Brief A >>
Count the lines in the records below that contain the string "billboard", treating uppercase and lowercase as different. Give only the number.

Selection >>
━━━━━━━━━━
Changing the subject from branding to politics
was no great sacrifice because politics was what brought me to
marketing in the first place. The first articles I published as a
journalist were about the limited job options available to me and my
peers - the rise of short-term contracts and McJobs, as well as the
ubiquitous use of sweatshop labour to produce the branded gear sold to
us. As a token "youth columnist", I also covered how an increasingly
voracious marketing culture was encroaching on previously protected
non-corporate spaces - schools, museums, parks - while ideas that my
friends and I had considered radical were absorbed almost instantly
into the latest marketing campaigns for Nike, Benetton and Apple.

I decided to write No Logo
when I realised these seemingly disparate trends were connected by a
single idea - that corporations should produce brands, not products.
This was the era when corporate epiphanies were striking CEOs like
lightning bolts from the heavens: Nike isn't a running shoe company, it is about the idea of transcendence through sports, Starbucks isn't a coffee shop chain, it's about the idea of community.
Down on earth these epiphanies meant that many companies that had
manufactured their products in their own factories, and had maintained
large, stable workforces, embraced the now ubiquitous Nike model: close
your factories, produce your products through an intricate web of
contractors and subcontractors and pour your resources into the design
and marketing required to project your big idea. Or they went for the
Microsoft model: maintain a tight control centre of
shareholder/employees who perform the company's "core competency" and
outsource everything else to temps, from running the mailroom to
writing code. Some called these restructured companies "hollow
corporations" because their goal seemed to be to transcend the
corporeal world of things so they could be an utterly unencumbered
brand. As corporate guru Tom Peters put it: "You're a damn fool if you
own it!"

For me, the appeal of X-raying brands such as Nike or
Starbucks was that pretty soon you were talking about everything except
marketing - from how products are made in the deregulated global supply
chain to industrial agriculture and commodity prices. Next thing you
knew you were also talking about the nexus of politics and money that
locked in these wild-west rules through free-trade deals and at the
WTO, and made following them the precondition of receiving much-needed
loans from the International Monetary Fund. In short, you were talking
about how the world works.

By the time No Logo came out,
the movement was already at the gates of the powerful institutions that
were spreading corporatism around the world. Tens and then hundreds of
thousands of demonstrators were making their case outside trade summits
and G8 meetings from Seattle to New Delhi, in several cases stopping
new agreements in their tracks. What the corporate media insisted on
calling the "anti-globalisation movement" was nothing of the sort. At
the reformist end it was anti-corporate; at the radical end it was
anti-capitalist. But what made it unique was its insistent
internationalism. All of these developments meant that when I was on a
book tour, there were many more interesting things to talk about than
logos - such as where this movement came from, what it wanted and
whether there were viable alternatives to the ruthless strain of
corporatism that went under the innocuous pseudonym of "globalisation".
━━━━━━━━━━
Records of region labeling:
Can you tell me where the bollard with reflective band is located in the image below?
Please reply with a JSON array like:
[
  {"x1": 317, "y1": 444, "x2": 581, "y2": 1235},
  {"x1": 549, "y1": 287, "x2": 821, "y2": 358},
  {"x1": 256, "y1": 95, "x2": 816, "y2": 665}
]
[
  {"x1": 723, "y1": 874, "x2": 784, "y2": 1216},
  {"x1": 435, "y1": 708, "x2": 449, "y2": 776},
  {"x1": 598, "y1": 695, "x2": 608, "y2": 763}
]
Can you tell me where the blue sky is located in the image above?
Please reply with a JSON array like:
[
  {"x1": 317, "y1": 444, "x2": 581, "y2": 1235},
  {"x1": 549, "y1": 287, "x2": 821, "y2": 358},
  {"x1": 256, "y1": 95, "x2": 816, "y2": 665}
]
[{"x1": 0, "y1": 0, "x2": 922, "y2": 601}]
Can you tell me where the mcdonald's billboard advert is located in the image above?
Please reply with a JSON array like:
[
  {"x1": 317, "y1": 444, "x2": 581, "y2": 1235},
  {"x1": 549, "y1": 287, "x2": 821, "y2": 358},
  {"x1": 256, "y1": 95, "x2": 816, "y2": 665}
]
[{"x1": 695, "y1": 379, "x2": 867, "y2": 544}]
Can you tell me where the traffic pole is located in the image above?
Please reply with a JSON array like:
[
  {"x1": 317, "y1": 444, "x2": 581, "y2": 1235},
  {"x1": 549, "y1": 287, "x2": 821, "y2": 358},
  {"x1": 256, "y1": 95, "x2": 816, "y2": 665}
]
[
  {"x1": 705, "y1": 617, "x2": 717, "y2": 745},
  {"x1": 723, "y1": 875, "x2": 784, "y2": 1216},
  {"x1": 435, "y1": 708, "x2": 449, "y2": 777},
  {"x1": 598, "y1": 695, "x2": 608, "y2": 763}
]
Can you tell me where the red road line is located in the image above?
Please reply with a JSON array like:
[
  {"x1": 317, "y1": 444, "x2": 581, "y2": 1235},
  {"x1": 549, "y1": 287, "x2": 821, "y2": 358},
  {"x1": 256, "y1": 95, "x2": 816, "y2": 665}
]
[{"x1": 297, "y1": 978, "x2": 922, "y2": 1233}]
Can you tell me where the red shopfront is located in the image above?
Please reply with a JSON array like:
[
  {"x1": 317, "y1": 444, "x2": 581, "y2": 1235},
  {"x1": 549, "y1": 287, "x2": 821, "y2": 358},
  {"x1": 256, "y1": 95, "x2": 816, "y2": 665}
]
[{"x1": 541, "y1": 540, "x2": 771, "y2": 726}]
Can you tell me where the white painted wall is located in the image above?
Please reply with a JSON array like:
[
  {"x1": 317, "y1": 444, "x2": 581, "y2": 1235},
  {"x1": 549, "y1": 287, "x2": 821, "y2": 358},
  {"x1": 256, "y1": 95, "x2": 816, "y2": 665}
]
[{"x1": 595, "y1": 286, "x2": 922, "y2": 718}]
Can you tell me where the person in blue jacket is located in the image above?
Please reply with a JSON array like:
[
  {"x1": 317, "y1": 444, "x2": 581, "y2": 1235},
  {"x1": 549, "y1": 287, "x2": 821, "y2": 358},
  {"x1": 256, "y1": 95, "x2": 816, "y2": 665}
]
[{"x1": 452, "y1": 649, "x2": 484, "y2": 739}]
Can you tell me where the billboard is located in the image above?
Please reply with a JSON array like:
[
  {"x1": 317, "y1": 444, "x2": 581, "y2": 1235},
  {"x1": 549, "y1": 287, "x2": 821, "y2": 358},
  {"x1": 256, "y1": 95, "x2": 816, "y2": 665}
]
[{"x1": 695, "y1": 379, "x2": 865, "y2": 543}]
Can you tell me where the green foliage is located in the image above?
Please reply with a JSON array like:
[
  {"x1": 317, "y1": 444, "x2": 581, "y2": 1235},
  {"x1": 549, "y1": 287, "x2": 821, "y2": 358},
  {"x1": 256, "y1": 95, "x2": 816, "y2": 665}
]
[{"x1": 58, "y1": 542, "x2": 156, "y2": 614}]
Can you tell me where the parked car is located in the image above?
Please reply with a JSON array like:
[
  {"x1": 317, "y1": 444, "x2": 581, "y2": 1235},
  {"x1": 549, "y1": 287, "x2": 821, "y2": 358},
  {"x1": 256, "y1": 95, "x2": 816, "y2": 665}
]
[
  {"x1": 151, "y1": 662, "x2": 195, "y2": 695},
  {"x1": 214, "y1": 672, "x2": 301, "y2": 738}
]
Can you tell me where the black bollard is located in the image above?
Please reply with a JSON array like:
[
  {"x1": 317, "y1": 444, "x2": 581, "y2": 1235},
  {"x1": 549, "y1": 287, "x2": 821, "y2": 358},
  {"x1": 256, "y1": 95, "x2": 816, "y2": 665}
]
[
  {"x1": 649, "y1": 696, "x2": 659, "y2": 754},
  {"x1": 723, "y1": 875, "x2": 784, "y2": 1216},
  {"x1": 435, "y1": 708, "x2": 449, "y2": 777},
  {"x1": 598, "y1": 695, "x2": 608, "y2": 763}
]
━━━━━━━━━━
Brief B >>
Write out the passage on branding and politics above, starting at "For me, the" and ending at "the world works.".

Answer A >>
2

Answer B >>
For me, the appeal of X-raying brands such as Nike or
Starbucks was that pretty soon you were talking about everything except
marketing - from how products are made in the deregulated global supply
chain to industrial agriculture and commodity prices. Next thing you
knew you were also talking about the nexus of politics and money that
locked in these wild-west rules through free-trade deals and at the
WTO, and made following them the precondition of receiving much-needed
loans from the International Monetary Fund. In short, you were talking
about how the world works.